* COSA FARAI: Inserisci tutte le righe dei record che seguono in una lista JSON di stringhe, una stringa per riga, omettendo le righe vuote.

[Record per il posizionamento dei punti]
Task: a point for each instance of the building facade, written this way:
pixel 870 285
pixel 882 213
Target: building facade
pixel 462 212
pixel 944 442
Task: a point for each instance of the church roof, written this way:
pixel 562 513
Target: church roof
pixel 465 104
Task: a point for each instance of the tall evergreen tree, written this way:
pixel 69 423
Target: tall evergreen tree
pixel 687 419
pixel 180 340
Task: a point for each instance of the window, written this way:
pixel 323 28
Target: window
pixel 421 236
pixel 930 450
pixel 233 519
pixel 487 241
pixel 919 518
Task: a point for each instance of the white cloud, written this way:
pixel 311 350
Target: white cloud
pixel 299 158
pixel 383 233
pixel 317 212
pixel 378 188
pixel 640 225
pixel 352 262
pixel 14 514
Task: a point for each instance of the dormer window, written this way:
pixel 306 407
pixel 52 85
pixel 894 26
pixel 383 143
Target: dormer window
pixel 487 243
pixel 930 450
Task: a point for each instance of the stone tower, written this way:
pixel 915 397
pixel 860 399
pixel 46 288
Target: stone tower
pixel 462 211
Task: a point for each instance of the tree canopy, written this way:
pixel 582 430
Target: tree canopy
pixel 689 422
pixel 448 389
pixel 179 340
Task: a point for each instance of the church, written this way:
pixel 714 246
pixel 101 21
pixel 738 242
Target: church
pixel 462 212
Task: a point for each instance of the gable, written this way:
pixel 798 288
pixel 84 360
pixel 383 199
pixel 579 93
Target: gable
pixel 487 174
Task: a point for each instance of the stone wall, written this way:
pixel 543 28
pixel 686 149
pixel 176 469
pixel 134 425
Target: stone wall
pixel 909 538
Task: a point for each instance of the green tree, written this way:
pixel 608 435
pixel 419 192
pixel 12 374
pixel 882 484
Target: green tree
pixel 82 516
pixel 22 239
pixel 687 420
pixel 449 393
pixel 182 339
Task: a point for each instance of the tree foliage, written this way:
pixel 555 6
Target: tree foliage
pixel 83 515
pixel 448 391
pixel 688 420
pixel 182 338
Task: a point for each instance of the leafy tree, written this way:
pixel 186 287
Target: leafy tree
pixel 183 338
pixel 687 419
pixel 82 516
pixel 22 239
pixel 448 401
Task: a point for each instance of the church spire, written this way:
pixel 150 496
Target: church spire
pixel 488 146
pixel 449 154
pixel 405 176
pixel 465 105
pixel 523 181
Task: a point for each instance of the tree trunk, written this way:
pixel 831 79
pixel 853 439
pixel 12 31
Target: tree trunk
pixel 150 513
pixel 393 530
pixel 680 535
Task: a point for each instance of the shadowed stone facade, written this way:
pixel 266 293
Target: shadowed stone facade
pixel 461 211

* SOLUZIONE DEL PROBLEMA:
[
  "Task: a point for each instance of the building facade, written this way:",
  "pixel 870 285",
  "pixel 882 213",
  "Target: building facade",
  "pixel 462 212",
  "pixel 944 442",
  "Task: a point for each instance of the church roof, written this way:",
  "pixel 562 513",
  "Target: church roof",
  "pixel 465 104",
  "Task: a point for each instance of the tall evergreen tree, written this way:",
  "pixel 69 423",
  "Target: tall evergreen tree",
  "pixel 687 419",
  "pixel 180 340",
  "Task: a point for each instance of the window, written this way:",
  "pixel 323 28",
  "Target: window",
  "pixel 421 236",
  "pixel 930 450",
  "pixel 233 519",
  "pixel 487 241",
  "pixel 919 518",
  "Task: a point for each instance of the white cloud, written this way:",
  "pixel 311 350",
  "Target: white cloud",
  "pixel 299 158",
  "pixel 383 233",
  "pixel 317 212",
  "pixel 378 188",
  "pixel 640 225",
  "pixel 352 262",
  "pixel 14 514",
  "Task: a point for each instance of the dormer window, written this way:",
  "pixel 306 407",
  "pixel 52 85",
  "pixel 894 26",
  "pixel 383 143",
  "Target: dormer window",
  "pixel 487 243",
  "pixel 930 450",
  "Task: a point for each instance of the stone tower, written this way:",
  "pixel 915 397",
  "pixel 860 399",
  "pixel 46 288",
  "Target: stone tower",
  "pixel 462 211",
  "Task: a point for each instance of the tree canopy, written this way:",
  "pixel 582 430",
  "Target: tree canopy",
  "pixel 689 422",
  "pixel 448 389",
  "pixel 179 340",
  "Task: a point for each instance of the church, written this way:",
  "pixel 714 246",
  "pixel 101 21",
  "pixel 738 242",
  "Target: church",
  "pixel 462 212",
  "Task: a point for each instance of the gable, written this way:",
  "pixel 798 288",
  "pixel 84 360",
  "pixel 383 199",
  "pixel 579 93",
  "Target: gable",
  "pixel 487 174",
  "Task: a point for each instance of the stone wall, written this way:",
  "pixel 543 28",
  "pixel 686 149",
  "pixel 176 469",
  "pixel 134 425",
  "Target: stone wall",
  "pixel 909 538",
  "Task: a point for each instance of the green tree, written this way:",
  "pixel 608 435",
  "pixel 419 192",
  "pixel 12 374",
  "pixel 882 484",
  "Target: green tree",
  "pixel 82 516",
  "pixel 22 239",
  "pixel 687 420",
  "pixel 449 393",
  "pixel 182 339",
  "Task: a point for each instance of the tree foliage, written this way:",
  "pixel 555 6",
  "Target: tree foliage",
  "pixel 83 515",
  "pixel 448 391",
  "pixel 688 420",
  "pixel 182 338",
  "Task: a point for each instance of the leafy tree, written this way:",
  "pixel 186 287",
  "Target: leafy tree",
  "pixel 183 338",
  "pixel 687 419",
  "pixel 82 516",
  "pixel 22 239",
  "pixel 448 401",
  "Task: a point for each instance of the church spire, written this way:",
  "pixel 150 496",
  "Target: church spire",
  "pixel 488 146",
  "pixel 449 154",
  "pixel 405 176",
  "pixel 465 105",
  "pixel 523 181",
  "Task: a point for each instance of the tree trunk, written this way:",
  "pixel 831 79",
  "pixel 853 439",
  "pixel 12 31",
  "Target: tree trunk",
  "pixel 150 513",
  "pixel 393 530",
  "pixel 680 535",
  "Task: a point for each instance of the shadowed stone facade, written this way:",
  "pixel 266 293",
  "Target: shadowed stone facade",
  "pixel 461 211"
]